== Given task 1 ==
Retype the passage of the scrape_link documentation from "This function scrapes" up to and including "links are included.", keeping every character unchanged.

This function scrapes a web page for all links (<a> tags) and extracts both
the URLs and the link text.
Usage
scrape_link(url, sort_by = c("link", "link_text"))Value
A tibble with two columns: link_text containing the text of each
link, and link containing the absolute URL of each link. The tibble is
sorted by link and then by link text, and only unique links are included.
Examples
head(scrape_link(url = "https://github.com/tidyverse/dplyr"))
#> # A tibble: 6 × 2
#> link_text link
#> <chr> <chr>
#> 1 Archive Program https://archiveprogram.github.com
#> 2 Acero https://arrow.apache.org/docs/cpp/streaming_execution.html
#> 3 arrow https://arrow.apache.org/docs/r/
#> 4 dbplyr https://dbplyr.tidyverse.org/
#> 5 Documentation https://docs.github.com
#> 6 Docs https://docs.github.com/
head(
scrape_link(
url = "https://github.com/tidyverse/dplyr", sort_by = "link_text"))

== Given task 2 ==
From the records, extract each line that contains the string "blue". The match is case-sensitive.

== Given records ==
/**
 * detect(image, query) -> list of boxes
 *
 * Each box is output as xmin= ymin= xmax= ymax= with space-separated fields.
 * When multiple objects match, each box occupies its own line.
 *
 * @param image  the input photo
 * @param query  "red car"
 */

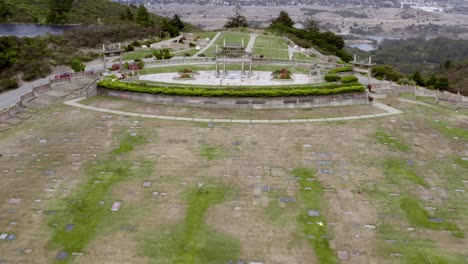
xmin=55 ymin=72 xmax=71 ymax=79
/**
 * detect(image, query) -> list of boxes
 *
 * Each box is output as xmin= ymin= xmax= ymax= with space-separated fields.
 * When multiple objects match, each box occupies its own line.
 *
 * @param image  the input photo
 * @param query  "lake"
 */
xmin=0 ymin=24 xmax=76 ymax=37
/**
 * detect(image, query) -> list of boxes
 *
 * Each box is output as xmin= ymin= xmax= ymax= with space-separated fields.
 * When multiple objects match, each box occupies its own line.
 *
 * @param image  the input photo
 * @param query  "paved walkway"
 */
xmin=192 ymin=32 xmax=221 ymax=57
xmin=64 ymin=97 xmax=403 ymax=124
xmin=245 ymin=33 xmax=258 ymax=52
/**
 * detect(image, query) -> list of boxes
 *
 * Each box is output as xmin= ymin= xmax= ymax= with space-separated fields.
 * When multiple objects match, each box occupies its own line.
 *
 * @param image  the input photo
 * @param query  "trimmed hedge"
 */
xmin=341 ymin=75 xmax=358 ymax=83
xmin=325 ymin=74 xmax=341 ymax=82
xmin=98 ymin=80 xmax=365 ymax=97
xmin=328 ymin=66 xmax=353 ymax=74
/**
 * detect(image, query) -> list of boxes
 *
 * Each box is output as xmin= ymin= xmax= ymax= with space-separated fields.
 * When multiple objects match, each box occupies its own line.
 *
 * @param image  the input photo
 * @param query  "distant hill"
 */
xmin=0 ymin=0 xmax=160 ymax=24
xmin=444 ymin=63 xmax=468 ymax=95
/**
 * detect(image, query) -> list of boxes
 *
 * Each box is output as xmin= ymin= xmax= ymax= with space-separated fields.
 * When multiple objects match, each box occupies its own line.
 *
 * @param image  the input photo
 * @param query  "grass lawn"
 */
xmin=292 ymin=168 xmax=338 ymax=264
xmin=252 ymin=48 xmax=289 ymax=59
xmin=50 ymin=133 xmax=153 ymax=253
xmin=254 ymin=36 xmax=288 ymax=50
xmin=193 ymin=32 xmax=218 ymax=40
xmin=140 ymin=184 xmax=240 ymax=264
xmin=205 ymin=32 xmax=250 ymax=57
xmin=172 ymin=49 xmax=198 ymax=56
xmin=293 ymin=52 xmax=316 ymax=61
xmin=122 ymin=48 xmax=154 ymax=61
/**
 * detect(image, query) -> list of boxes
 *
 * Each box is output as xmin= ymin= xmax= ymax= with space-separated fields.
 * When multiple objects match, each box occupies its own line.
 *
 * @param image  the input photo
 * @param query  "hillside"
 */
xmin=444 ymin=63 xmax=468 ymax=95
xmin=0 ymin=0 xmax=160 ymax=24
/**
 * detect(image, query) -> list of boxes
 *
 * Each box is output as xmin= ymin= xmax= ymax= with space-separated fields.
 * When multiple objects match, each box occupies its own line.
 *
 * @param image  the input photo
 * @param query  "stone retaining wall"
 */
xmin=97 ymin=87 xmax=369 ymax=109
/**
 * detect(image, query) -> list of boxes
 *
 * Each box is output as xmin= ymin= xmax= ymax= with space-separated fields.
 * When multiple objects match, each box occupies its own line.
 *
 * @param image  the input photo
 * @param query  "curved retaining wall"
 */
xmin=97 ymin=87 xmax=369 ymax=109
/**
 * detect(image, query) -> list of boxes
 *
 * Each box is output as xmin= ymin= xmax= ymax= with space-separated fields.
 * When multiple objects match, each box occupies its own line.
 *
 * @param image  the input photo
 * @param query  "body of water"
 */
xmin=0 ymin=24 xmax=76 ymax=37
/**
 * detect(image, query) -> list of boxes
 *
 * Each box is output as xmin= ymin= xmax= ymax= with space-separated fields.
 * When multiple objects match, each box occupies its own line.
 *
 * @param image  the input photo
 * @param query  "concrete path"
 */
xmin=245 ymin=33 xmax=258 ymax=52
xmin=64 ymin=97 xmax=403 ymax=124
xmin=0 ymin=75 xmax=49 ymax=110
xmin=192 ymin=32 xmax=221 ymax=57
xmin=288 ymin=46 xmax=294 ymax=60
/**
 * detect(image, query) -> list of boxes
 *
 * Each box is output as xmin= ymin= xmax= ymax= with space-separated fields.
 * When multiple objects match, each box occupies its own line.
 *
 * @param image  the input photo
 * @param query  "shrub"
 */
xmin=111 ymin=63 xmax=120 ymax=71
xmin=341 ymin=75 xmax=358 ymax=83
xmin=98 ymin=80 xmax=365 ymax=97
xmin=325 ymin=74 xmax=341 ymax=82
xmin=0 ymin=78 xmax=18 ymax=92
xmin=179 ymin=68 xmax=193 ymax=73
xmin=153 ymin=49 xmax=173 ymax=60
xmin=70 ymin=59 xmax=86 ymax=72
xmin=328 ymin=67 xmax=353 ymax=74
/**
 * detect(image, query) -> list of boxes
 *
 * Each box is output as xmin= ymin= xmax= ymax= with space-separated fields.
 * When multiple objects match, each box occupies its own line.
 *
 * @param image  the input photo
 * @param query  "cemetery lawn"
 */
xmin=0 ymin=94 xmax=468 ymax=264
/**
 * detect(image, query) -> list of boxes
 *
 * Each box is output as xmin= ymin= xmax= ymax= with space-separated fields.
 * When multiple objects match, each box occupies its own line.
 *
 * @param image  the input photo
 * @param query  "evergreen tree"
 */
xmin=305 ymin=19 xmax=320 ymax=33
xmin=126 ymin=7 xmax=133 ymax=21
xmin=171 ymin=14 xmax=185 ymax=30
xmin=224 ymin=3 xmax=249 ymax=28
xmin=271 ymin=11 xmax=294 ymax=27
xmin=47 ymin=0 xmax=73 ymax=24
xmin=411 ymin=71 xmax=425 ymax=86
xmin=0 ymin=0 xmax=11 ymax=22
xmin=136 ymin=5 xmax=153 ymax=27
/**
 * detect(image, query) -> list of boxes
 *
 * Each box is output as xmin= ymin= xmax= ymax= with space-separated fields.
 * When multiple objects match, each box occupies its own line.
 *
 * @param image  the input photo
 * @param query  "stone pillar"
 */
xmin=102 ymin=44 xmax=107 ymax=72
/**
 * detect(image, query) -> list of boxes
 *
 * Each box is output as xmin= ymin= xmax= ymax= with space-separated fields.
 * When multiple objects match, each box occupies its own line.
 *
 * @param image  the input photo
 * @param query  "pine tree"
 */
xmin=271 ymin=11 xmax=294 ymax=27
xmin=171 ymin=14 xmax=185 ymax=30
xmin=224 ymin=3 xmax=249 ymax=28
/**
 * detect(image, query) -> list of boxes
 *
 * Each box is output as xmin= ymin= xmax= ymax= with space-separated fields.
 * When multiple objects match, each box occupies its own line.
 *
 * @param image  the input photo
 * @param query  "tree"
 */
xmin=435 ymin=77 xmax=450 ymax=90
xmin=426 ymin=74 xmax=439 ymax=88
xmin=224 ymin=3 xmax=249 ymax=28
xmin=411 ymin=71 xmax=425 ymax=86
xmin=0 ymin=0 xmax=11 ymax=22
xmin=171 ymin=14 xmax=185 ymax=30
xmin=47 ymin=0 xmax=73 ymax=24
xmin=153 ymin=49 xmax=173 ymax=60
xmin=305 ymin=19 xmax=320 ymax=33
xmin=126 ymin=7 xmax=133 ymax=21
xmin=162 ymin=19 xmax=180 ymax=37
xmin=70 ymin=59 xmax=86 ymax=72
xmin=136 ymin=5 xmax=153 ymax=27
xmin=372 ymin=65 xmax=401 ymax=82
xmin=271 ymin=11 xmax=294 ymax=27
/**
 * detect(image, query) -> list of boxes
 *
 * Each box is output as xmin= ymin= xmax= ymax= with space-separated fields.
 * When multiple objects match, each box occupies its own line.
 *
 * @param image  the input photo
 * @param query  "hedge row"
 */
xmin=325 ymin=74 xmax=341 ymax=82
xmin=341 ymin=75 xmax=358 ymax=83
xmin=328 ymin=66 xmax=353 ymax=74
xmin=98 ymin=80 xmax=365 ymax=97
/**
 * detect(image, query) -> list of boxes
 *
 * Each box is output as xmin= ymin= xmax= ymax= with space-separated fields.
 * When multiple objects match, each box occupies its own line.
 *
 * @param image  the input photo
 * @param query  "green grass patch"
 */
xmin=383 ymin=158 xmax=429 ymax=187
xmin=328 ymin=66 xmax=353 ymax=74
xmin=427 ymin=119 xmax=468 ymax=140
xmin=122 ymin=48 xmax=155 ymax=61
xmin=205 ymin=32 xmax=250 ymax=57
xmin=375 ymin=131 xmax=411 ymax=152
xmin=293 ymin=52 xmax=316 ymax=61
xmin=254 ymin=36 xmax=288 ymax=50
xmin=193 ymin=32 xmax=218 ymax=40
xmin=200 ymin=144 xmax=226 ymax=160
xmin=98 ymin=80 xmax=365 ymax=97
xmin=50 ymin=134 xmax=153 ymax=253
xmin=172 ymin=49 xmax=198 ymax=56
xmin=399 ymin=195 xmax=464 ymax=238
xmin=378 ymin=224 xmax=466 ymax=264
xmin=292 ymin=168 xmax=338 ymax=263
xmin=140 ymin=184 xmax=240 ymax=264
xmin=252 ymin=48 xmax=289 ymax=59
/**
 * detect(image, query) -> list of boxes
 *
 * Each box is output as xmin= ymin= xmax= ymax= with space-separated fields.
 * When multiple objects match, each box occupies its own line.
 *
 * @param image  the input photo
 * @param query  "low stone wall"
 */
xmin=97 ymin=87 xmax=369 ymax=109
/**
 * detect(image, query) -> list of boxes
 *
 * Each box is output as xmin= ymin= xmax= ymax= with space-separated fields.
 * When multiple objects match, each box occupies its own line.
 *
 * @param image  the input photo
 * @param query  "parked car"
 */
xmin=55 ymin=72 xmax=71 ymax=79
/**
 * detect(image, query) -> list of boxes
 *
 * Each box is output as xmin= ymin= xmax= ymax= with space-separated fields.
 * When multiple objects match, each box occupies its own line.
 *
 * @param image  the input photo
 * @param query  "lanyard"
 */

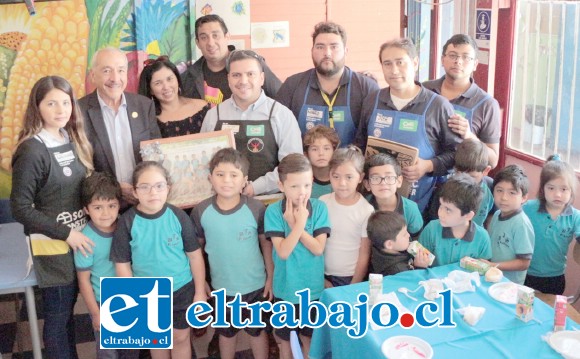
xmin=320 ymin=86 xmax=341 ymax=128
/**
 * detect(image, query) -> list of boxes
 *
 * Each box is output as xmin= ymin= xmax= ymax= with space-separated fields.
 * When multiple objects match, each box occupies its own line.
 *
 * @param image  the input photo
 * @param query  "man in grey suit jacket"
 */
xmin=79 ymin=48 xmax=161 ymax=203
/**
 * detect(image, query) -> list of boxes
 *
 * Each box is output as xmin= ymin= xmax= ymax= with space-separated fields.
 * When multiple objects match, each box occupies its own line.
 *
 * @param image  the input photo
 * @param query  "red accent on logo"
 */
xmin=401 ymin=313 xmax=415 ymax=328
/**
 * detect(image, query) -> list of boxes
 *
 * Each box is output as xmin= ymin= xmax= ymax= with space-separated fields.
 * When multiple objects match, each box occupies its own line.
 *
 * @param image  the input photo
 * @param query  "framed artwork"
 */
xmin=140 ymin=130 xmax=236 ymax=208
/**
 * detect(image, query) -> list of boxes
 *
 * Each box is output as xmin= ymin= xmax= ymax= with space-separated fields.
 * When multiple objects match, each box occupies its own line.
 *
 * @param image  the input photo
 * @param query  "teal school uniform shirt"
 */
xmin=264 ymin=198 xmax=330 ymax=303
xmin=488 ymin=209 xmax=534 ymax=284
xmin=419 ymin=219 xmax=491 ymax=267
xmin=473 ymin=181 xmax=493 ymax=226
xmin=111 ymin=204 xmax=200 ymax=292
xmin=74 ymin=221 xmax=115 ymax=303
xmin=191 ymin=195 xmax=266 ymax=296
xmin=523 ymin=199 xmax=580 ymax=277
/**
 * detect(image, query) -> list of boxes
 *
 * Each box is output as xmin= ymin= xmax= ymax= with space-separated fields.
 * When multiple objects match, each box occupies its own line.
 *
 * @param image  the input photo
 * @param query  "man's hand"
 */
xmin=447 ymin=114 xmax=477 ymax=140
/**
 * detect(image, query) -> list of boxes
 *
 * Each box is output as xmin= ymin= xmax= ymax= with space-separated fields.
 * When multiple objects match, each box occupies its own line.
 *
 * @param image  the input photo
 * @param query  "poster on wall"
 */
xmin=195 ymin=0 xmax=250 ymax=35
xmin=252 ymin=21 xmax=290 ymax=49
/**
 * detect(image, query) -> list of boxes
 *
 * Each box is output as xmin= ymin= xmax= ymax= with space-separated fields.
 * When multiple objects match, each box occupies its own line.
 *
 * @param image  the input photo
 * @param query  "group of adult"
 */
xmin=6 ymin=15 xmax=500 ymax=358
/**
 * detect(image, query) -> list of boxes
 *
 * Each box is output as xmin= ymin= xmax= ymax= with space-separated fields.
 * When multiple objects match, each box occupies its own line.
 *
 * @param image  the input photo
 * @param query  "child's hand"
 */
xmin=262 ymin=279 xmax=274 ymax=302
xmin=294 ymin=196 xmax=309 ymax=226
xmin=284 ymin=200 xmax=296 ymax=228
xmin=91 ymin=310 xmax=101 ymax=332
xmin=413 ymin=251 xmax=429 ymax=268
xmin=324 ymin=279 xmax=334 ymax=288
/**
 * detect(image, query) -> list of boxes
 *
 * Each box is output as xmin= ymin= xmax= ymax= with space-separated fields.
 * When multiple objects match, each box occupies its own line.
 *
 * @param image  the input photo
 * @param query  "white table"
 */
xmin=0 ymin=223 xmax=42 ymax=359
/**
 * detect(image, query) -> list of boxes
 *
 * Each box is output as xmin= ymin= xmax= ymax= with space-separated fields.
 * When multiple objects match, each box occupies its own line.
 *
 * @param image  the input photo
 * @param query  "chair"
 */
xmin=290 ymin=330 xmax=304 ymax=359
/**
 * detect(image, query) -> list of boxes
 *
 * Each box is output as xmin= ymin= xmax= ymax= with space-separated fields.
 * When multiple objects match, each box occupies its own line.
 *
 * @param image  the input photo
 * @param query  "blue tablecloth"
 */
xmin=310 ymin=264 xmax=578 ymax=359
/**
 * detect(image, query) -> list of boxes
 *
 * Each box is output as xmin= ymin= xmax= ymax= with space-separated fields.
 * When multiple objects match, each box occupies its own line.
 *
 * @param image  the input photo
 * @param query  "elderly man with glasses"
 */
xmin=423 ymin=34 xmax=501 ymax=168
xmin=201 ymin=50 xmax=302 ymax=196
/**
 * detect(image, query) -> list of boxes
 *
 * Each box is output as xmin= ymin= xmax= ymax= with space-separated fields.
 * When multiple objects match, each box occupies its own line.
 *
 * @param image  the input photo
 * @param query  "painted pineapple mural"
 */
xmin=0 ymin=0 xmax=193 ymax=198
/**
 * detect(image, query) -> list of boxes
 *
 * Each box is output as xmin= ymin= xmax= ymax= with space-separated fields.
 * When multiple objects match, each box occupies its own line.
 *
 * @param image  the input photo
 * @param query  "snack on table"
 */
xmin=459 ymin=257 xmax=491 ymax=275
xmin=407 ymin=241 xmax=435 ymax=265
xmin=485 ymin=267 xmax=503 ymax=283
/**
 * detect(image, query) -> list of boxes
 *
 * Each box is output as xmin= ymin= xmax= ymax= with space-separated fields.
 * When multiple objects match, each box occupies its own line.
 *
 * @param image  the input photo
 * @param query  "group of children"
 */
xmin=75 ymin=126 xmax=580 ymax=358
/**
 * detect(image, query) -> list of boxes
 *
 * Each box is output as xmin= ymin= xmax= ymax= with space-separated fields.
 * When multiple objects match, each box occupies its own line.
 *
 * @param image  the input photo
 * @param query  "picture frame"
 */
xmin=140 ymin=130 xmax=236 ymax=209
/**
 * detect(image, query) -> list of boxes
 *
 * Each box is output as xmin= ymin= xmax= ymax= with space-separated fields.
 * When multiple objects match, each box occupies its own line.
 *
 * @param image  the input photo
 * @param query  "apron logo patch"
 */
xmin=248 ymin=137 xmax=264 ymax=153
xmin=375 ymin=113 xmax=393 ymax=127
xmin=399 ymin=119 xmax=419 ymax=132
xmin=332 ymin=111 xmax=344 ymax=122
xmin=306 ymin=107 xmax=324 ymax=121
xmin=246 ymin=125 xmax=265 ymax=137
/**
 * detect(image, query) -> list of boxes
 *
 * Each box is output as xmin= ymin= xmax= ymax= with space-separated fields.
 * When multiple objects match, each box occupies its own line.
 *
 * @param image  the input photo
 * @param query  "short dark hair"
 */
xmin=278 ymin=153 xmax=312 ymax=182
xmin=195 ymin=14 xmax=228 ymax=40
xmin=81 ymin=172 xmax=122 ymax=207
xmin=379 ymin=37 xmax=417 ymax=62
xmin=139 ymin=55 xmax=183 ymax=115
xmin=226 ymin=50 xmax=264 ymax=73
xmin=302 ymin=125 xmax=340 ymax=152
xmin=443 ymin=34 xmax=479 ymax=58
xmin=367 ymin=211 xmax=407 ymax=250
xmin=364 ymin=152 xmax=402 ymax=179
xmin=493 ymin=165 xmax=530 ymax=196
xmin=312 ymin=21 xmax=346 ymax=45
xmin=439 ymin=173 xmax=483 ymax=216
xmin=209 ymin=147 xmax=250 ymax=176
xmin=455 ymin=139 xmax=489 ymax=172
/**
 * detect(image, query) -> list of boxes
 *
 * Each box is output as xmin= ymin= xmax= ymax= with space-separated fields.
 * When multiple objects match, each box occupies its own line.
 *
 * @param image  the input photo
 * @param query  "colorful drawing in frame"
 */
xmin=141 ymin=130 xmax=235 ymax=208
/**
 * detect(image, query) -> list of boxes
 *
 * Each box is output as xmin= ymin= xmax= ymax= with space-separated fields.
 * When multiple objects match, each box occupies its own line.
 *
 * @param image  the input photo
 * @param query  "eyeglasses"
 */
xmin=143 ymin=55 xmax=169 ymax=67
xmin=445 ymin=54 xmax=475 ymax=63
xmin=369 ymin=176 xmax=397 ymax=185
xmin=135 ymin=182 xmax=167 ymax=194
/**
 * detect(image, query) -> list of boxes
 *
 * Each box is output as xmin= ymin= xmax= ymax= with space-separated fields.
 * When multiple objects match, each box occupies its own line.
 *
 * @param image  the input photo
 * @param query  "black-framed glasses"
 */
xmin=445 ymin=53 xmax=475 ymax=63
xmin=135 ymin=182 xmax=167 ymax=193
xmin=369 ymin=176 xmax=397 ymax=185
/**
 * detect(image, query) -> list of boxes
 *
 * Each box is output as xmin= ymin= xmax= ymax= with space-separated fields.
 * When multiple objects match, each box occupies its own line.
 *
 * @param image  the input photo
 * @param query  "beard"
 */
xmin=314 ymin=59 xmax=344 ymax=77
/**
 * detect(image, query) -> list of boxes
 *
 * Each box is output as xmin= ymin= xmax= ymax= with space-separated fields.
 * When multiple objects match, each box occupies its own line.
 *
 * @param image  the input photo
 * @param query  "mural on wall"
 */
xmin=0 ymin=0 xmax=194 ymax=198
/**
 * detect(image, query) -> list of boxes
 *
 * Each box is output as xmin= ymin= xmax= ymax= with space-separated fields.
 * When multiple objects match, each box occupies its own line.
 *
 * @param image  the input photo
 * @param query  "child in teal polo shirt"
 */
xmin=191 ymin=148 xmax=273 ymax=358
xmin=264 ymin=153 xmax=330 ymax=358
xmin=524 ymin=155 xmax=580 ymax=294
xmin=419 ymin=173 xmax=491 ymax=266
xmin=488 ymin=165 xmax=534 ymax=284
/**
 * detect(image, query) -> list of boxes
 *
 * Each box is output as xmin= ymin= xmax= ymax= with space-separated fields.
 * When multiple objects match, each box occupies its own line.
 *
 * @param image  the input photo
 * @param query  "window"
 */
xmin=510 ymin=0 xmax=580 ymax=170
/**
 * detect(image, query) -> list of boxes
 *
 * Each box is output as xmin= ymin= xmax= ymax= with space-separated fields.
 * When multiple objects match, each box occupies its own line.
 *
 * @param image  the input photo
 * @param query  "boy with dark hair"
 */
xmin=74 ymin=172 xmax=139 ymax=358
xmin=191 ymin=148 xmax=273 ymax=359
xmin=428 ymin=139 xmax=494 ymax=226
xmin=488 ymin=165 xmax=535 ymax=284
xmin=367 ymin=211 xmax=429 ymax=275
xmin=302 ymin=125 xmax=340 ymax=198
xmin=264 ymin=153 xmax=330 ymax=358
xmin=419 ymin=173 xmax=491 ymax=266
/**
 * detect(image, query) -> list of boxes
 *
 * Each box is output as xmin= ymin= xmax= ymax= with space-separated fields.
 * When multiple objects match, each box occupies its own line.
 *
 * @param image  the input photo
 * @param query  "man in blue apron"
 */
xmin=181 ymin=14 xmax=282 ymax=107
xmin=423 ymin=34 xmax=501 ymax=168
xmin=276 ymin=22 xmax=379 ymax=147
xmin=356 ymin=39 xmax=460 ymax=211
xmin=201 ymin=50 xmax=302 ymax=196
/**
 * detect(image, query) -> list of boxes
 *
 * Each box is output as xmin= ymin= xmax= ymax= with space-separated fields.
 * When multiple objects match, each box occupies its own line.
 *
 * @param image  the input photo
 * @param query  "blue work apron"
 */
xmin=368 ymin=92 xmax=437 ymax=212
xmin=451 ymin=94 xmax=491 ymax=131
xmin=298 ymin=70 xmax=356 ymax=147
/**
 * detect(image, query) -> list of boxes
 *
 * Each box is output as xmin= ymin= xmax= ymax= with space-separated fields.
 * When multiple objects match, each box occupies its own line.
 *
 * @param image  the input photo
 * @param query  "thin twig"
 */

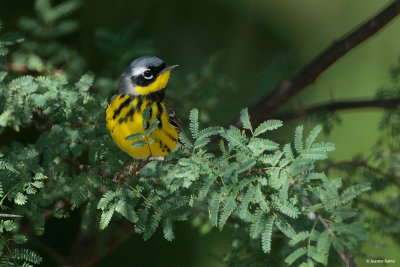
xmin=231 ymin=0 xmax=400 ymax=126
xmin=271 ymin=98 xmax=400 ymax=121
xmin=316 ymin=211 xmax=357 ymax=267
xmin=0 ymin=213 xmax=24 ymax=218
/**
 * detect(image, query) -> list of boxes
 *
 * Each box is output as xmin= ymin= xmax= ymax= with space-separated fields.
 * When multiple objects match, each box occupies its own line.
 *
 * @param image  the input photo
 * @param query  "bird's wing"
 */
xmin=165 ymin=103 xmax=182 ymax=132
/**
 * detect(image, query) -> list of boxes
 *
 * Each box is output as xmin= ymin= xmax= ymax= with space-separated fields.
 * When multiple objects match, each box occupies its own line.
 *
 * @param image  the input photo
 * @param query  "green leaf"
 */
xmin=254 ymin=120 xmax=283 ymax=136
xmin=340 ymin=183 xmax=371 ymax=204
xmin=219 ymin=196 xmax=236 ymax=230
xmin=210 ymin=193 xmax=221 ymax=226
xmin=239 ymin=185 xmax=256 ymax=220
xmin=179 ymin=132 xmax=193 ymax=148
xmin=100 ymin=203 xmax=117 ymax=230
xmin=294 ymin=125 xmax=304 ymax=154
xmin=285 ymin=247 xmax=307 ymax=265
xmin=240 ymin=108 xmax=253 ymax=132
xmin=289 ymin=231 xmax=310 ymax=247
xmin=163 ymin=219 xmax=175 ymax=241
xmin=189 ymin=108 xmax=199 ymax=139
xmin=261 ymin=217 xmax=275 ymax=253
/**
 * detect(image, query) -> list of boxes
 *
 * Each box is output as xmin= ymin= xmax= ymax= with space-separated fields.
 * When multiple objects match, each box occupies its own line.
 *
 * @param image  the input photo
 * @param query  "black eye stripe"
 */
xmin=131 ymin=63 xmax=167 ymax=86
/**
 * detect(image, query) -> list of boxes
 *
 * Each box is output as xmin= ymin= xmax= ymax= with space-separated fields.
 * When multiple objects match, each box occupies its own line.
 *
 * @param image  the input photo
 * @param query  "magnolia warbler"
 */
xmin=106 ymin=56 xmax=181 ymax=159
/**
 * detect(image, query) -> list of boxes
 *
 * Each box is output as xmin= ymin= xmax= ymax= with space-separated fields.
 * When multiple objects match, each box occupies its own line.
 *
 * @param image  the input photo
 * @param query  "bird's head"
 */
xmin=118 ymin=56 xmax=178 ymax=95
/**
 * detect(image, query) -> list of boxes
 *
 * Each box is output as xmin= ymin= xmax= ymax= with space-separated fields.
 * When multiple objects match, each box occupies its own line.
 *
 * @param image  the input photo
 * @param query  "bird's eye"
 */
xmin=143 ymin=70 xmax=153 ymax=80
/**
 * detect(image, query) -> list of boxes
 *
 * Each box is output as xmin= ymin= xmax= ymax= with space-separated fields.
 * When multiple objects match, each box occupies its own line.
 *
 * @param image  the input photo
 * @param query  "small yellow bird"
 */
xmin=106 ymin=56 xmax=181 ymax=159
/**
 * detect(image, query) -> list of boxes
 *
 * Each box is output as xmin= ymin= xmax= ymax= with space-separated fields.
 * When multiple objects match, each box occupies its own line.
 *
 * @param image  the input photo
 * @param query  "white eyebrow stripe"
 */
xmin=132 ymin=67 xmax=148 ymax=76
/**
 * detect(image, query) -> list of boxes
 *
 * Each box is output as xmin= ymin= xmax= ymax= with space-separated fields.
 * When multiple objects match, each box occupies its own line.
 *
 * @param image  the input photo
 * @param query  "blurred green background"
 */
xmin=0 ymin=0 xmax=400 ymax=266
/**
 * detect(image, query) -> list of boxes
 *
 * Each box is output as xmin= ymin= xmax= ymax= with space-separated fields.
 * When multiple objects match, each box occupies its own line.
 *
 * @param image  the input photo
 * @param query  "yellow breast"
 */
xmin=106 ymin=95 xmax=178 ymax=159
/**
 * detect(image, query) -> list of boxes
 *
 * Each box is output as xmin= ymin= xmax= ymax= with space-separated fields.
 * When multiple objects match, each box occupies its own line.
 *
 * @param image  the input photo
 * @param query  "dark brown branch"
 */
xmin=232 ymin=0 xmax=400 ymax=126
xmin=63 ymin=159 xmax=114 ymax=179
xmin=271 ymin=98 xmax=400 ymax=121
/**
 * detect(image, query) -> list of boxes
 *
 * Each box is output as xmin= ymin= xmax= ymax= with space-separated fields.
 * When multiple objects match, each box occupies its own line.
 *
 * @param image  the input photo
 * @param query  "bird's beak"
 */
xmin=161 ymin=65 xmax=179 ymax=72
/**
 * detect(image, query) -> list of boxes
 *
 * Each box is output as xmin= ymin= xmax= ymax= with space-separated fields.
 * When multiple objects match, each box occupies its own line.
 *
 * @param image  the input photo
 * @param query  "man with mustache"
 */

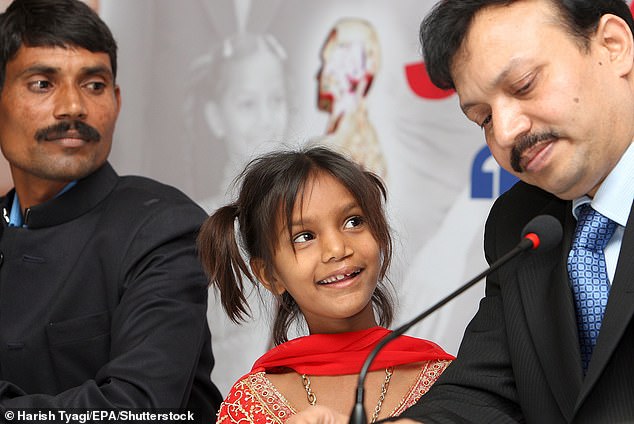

== Solution 1 ==
This function scrapes a web page for all links (<a> tags) and extracts both
the URLs and the link text.
Usage
scrape_link(url, sort_by = c("link", "link_text"))Value
A tibble with two columns: link_text containing the text of each
link, and link containing the absolute URL of each link. The tibble is
sorted by link and then by link text, and only unique links are included.

== Solution 2 ==
 * @param query  "blue tablecloth"
 * @param query  "man in blue apron"
 * @param query  "blue work apron"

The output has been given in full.